[Given exercise]:
Count the lines in the listing below that contain the string "railing", treating uppercase and lowercase as different, and give only the number.

[Extracted material]:

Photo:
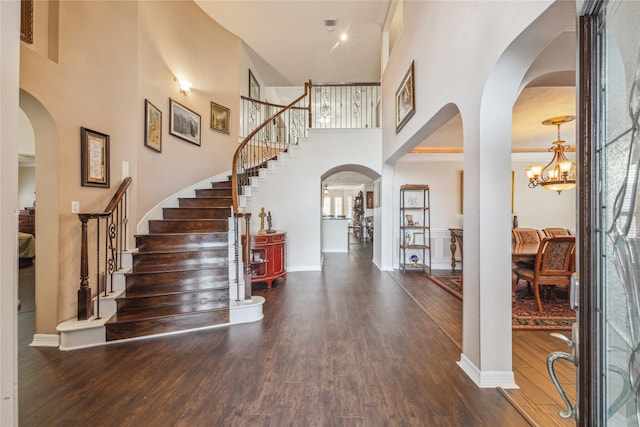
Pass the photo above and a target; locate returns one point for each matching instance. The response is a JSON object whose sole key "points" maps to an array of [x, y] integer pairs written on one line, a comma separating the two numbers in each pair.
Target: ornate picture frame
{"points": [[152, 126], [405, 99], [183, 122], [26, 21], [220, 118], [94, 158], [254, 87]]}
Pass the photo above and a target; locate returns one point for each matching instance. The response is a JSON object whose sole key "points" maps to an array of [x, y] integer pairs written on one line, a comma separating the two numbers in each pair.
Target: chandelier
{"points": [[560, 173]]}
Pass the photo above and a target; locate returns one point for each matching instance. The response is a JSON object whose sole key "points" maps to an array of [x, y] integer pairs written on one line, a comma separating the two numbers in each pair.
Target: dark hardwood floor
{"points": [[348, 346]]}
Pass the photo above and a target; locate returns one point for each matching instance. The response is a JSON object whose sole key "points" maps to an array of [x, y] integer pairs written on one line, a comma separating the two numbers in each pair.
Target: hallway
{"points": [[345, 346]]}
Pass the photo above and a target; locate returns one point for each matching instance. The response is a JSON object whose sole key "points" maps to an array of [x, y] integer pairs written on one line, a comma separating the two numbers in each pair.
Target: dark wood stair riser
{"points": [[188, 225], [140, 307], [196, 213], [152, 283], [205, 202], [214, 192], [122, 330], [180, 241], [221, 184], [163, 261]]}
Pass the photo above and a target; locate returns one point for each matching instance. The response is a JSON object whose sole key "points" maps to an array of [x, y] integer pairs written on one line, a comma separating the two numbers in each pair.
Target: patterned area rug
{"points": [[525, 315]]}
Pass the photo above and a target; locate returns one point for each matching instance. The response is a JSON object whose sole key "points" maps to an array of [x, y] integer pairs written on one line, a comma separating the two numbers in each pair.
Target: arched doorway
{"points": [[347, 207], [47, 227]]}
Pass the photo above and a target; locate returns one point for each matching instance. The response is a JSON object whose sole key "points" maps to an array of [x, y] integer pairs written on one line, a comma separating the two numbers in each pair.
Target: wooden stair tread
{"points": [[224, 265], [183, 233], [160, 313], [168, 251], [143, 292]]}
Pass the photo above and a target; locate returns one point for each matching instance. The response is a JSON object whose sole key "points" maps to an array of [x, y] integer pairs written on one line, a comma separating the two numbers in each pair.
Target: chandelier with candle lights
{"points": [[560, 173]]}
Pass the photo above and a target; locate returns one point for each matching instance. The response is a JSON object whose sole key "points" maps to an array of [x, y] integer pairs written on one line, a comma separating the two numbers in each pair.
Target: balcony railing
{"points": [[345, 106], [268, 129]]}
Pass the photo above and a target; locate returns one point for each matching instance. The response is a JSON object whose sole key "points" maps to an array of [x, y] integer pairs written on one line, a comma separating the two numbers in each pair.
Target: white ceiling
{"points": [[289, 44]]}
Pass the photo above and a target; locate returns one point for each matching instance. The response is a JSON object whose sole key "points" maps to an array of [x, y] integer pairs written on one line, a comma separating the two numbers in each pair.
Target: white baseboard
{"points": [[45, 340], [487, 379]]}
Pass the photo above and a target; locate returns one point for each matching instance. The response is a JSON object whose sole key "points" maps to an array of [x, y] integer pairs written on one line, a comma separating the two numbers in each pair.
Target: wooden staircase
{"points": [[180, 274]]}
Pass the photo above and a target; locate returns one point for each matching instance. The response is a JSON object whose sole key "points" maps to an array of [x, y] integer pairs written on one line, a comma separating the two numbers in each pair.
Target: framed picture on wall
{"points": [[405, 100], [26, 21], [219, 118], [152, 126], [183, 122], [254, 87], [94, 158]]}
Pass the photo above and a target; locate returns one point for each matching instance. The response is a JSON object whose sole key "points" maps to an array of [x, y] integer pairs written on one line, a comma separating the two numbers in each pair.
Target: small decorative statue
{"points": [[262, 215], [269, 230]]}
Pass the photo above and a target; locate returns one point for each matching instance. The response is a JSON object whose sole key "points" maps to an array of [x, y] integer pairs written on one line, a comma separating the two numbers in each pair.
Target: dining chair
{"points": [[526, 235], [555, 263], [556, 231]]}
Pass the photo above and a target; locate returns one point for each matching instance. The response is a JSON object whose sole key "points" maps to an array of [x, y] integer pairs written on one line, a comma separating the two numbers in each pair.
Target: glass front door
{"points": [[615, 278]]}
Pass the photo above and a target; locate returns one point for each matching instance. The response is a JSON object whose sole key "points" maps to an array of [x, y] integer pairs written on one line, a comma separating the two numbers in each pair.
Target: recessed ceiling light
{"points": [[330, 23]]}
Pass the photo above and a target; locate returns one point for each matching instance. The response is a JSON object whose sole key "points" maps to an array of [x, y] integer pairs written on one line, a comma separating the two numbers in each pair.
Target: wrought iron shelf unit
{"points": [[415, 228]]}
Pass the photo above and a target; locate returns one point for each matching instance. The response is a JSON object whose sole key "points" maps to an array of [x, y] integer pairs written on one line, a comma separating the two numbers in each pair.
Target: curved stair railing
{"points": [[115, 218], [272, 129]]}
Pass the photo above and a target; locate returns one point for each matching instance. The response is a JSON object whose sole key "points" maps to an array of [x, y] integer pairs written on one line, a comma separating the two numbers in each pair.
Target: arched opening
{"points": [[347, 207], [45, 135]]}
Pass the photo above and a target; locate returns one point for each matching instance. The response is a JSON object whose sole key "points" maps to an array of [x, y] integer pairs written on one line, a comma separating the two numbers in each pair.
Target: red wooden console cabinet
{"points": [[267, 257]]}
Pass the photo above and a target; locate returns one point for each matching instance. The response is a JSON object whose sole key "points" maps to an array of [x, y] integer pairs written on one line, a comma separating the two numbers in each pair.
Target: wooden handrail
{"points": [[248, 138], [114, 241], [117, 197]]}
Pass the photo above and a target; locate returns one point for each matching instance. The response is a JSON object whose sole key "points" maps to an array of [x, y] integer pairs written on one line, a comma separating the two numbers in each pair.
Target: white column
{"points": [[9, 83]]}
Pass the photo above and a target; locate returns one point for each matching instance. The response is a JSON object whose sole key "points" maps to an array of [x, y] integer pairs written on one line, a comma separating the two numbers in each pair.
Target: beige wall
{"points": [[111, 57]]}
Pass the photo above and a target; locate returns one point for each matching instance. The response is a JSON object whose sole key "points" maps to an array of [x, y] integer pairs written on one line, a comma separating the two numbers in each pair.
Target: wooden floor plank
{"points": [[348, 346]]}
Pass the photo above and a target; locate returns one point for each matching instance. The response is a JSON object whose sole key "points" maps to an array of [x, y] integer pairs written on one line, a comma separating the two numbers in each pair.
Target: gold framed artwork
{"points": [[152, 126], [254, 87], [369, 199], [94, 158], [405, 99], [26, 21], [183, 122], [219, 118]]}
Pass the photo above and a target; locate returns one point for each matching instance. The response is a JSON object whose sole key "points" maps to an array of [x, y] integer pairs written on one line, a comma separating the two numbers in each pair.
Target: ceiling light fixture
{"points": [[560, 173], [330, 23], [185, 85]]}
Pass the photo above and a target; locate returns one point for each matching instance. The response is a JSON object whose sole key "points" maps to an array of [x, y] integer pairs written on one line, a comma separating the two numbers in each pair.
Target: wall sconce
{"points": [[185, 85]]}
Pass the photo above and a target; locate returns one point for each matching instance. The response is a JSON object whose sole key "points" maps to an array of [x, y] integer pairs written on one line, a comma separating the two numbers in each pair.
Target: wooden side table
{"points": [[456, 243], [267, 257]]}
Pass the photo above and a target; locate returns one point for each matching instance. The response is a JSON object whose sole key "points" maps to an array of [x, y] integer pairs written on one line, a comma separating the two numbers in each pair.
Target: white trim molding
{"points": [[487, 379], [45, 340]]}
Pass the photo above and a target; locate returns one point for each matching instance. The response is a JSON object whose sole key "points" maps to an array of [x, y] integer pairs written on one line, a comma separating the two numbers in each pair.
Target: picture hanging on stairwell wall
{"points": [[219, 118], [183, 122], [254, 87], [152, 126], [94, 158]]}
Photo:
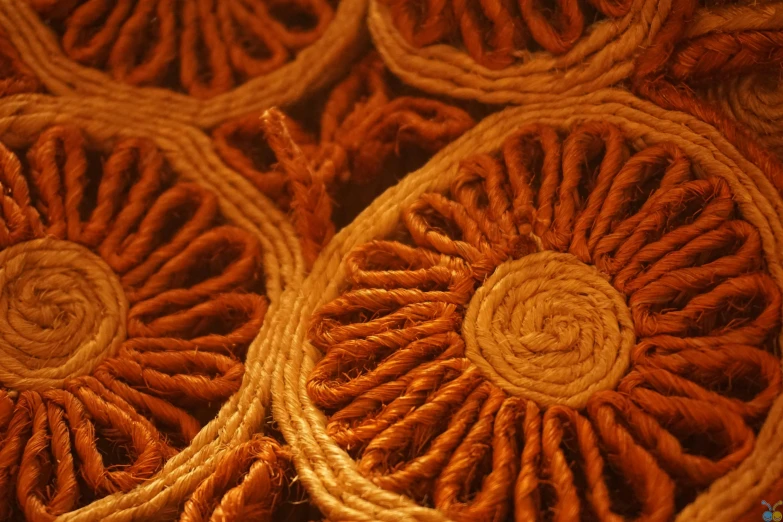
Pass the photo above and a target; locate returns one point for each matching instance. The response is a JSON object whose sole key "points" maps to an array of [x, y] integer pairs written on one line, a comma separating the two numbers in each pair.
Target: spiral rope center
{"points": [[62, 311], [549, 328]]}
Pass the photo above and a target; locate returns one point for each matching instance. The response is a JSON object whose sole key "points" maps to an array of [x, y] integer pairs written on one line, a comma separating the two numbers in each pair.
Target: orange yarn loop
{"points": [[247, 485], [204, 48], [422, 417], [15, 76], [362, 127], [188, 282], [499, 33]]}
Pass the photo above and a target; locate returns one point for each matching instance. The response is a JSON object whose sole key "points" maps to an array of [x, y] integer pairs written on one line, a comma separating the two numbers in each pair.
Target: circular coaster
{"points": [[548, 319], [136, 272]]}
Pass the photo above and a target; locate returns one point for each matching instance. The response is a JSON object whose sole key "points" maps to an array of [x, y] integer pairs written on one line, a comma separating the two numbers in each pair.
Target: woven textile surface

[Solution to this problem]:
2